▶ _Excerpt to read_
____

Here it's one cell. let's say a thousand milliamp hours to make it nice and round. It will cut off at three volts. That's a, you know, a good cutoff voltage if you can, uh, operate down to that of course because if you've got say, the battery powering like a 3.3 volt voltage regulator, well like a low dropout one then it's going to be like 3.35 or something like that.
And that will actually right. If you've got 50 millivolts, drop out there. that'll move your uh cutoff point to here and then you're you're pissing away. You're wasting half of your battery capacity.
So a thousand milliamp hour battery, you'd be wasting it Because here's our voltage cutoff point at that red dots. So basically the area under the curve extending down to zero volts here is essentially the energy of the battery. So you can see it's you know it's going to be roughly like half half. So you're wasting like 45 to 50 percent of the capacity of that battery if you used a if you design your product to power directly from a lithium polymer battery, a single cell lithium polymer battery, and have a dropout voltage of you know, a linear regulator. So unless you've got a switching thing, but let's assume that your product can go down to three volts, shall we? And then it uses like almost all of the capacity of that battery like there's Nafl left under that curve. There, you know, it's like like a few percent tops. Now what we want to do is we want to trigger the power supply on capture. so when we turn this on, it will only turn the power on to the device under test when we push the capture button.
So as soon as we push the capture button, it'll turn the power on. So that's uh, good because this thing will instantly like power up to consume a lot of current, do the wi-fi E thing, and then go into sleep mode. So this is where it gets a bit complicated here. We have our active uh duration here which we sample for.
This is our sample time. Now you can ch if your products on for a minute, for example, have as an on time of a minute before it goes to sleep. You don't have to capture that full minute. I believe you can just capture like you know, 10, 20, 30 seconds of it and then optimize down here for your active event duration.

____

Records contained in a dataset
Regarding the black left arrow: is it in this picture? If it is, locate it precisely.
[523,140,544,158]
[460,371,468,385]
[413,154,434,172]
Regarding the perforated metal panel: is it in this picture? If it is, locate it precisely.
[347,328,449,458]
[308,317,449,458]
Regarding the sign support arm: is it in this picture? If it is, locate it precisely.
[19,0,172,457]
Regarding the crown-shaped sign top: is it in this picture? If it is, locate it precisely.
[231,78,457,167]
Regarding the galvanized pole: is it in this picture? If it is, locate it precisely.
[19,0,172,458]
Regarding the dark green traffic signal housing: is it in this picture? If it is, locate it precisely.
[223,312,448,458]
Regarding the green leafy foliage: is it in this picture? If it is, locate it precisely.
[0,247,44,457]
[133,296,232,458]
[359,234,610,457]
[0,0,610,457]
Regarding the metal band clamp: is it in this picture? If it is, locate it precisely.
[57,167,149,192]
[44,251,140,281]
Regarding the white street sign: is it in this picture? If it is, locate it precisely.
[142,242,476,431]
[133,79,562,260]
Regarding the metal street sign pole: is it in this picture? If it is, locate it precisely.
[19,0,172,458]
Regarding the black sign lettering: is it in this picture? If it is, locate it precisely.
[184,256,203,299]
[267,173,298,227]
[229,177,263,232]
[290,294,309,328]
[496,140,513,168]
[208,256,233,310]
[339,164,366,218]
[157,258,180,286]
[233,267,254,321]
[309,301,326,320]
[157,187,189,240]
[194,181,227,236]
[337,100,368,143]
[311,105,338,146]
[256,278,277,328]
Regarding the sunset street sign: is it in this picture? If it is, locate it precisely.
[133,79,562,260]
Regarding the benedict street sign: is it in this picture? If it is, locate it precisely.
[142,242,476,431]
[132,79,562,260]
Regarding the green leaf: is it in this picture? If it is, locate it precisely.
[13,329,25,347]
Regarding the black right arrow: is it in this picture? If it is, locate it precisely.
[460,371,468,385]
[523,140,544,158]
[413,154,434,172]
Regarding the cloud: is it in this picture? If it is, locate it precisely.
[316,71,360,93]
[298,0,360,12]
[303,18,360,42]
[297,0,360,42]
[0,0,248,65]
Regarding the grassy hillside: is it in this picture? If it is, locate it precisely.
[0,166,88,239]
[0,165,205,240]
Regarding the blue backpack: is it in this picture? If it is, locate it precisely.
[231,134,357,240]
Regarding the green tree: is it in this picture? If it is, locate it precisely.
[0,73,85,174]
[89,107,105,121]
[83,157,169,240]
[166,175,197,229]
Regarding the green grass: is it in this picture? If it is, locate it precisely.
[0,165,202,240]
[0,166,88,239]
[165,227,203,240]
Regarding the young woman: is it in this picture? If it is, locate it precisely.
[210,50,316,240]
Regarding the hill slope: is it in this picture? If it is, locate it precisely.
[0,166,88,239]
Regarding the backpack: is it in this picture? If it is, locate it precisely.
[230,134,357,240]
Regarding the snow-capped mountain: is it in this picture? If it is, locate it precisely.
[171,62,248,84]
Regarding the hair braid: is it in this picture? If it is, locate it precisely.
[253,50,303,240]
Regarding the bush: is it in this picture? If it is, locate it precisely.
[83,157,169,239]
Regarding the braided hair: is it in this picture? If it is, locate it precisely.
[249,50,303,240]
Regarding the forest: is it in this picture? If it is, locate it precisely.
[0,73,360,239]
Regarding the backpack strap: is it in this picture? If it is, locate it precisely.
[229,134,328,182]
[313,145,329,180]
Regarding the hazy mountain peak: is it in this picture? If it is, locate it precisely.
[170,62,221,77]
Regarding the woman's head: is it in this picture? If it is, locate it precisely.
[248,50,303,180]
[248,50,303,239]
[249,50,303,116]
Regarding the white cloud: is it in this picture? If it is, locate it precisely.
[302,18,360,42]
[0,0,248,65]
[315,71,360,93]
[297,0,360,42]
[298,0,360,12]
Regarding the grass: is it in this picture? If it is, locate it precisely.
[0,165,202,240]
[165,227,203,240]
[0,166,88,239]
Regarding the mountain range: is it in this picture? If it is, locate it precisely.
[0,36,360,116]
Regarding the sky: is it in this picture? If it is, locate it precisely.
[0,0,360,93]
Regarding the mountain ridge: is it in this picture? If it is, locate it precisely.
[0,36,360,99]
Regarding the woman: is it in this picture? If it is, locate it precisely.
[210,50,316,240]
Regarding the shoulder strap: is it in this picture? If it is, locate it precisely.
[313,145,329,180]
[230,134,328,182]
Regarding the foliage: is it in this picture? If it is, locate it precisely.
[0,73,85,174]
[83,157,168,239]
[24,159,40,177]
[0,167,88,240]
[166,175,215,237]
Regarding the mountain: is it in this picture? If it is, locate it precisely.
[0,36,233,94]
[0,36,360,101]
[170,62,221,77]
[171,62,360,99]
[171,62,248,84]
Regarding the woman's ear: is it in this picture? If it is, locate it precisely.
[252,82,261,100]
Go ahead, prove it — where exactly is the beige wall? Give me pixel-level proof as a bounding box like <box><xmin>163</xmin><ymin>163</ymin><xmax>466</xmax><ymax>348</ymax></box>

____

▶ _Instruction A_
Repeat the portion of the battery transcript between "So as soon as" and "we sample for.", inclusive.
▶ _Instruction B_
Answer these questions using the battery transcript:
(i) What capacity, in milliamp hours, does the speaker assume for the single cell?
(ii) At what voltage will that cell cut off?
(iii) With the trigger set, at what moment does the device under test receive power?
▶ _Instruction C_
Pick up the battery transcript after its final sentence and continue it.

▶ _Expected answer A_
So as soon as we push the capture button, it'll turn the power on. So that's uh, good because this thing will instantly like power up to consume a lot of current, do the wi-fi E thing, and then go into sleep mode. So this is where it gets a bit complicated here. We have our active uh duration here which we sample for.

▶ _Expected answer B_
(i) A thousand milliamp hours.
(ii) Three volts.
(iii) When the capture button is pushed.

▶ _Expected answer C_
We're simply doing this to measure to get a sample of our a representative sample of our on current right so we could actually set that for 20 seconds. Let's set it for 20 and then we'll capture part of the sleep mode as well. but because the sleep mode is so small it's not going to add really anything. but you don't have to capture the full thing.
Okay, so hopefully we can see a lead. Let's capture. There we go. The lead comes on right.
It's capturing. It's going to capture 20 seconds of this. So we should see peaks in the hundreds of milliamps. This is capturing the on active duration current.
Come on, you can do it Ta-da There It is. beautiful all right, So you can see like it. It started up there. it ramped up.
it peaked at about 250 milliamps. uh, maximum. And then you know, look, you've got average peaks up there of like 175 or something like that or 100 and you know, 60 something like that. Then we can zoom into those peaks if we want.
We can, you know, check them out. They're very short duration peaks up here. Um, but as I said that energy will be coming. That energy is what's going back into the reservoir capacitor.
The peaks, um could actually be higher than that, but the energy calculation is going to come out in the wash. and with the one kilohertz sampling rate, it's you know it's going to be fairly adequate. Uh, for most tasks. So let's reset that right? So that is now. We've captured our active current there and active current 112 milliamps. Okay, now the active uh event current here is fixed. It looks like it's fixed range to the 500 milliamp range. I don't necessarily like this because you may be designing a product that has like under 800 microamps.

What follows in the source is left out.